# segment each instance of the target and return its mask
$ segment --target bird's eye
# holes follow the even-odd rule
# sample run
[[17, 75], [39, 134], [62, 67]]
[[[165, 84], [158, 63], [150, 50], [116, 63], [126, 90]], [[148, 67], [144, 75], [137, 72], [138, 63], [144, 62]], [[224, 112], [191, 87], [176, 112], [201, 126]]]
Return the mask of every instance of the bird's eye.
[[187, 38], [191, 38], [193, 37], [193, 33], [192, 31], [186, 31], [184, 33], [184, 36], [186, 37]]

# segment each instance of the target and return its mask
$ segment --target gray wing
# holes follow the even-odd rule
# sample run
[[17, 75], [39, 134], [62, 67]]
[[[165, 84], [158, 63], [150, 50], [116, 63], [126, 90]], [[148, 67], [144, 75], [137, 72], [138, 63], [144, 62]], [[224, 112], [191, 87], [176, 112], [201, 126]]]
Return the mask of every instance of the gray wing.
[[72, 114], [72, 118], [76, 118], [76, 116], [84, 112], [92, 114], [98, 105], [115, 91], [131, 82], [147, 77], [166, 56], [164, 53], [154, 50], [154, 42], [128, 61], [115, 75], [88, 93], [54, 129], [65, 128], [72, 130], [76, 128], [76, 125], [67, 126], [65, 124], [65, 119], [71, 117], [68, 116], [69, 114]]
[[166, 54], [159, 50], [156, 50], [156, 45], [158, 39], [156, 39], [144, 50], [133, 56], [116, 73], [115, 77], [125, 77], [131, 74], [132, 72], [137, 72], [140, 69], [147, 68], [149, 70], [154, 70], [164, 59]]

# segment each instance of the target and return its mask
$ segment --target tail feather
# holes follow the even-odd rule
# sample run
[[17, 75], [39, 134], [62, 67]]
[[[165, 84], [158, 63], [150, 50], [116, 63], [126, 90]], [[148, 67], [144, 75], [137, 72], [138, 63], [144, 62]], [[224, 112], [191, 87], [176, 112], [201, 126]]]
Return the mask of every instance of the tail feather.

* Prompt
Reproduce the entries above verbatim, from their first line up to and including the line that contains "70], [164, 59]]".

* Solution for this exercise
# segment each instance of the target and return its mask
$ segment --target bird's eye
# holes follow the even-odd rule
# sample run
[[17, 75], [39, 134], [62, 67]]
[[[165, 84], [158, 63], [150, 50], [116, 63], [126, 90]], [[148, 67], [144, 75], [137, 72], [138, 63], [144, 62]], [[224, 112], [191, 87], [176, 112], [201, 126]]]
Return the mask of every instance of the bird's eye.
[[187, 38], [191, 38], [193, 37], [193, 33], [192, 31], [186, 31], [184, 33], [184, 36], [186, 37]]

# segment each instance of the target and return its mask
$ segment --target gray wing
# holes follow the even-odd rule
# sample run
[[17, 75], [39, 134], [62, 67]]
[[[165, 84], [158, 63], [150, 50], [116, 63], [126, 90]], [[148, 67], [144, 75], [137, 72], [138, 63], [144, 62]], [[224, 112], [191, 87], [176, 112], [201, 126]]]
Return the mask of every instance of the gray wing.
[[72, 114], [72, 118], [76, 118], [76, 116], [84, 112], [92, 114], [98, 105], [115, 91], [131, 82], [147, 77], [166, 56], [164, 53], [154, 50], [154, 42], [128, 61], [115, 75], [88, 93], [54, 129], [65, 128], [72, 130], [76, 128], [76, 125], [67, 126], [65, 124], [65, 119], [71, 117], [68, 116], [69, 114]]
[[166, 54], [159, 50], [156, 50], [156, 45], [158, 39], [156, 39], [144, 50], [133, 56], [116, 73], [115, 77], [125, 77], [131, 74], [132, 72], [137, 72], [140, 69], [147, 68], [149, 70], [154, 70], [164, 59]]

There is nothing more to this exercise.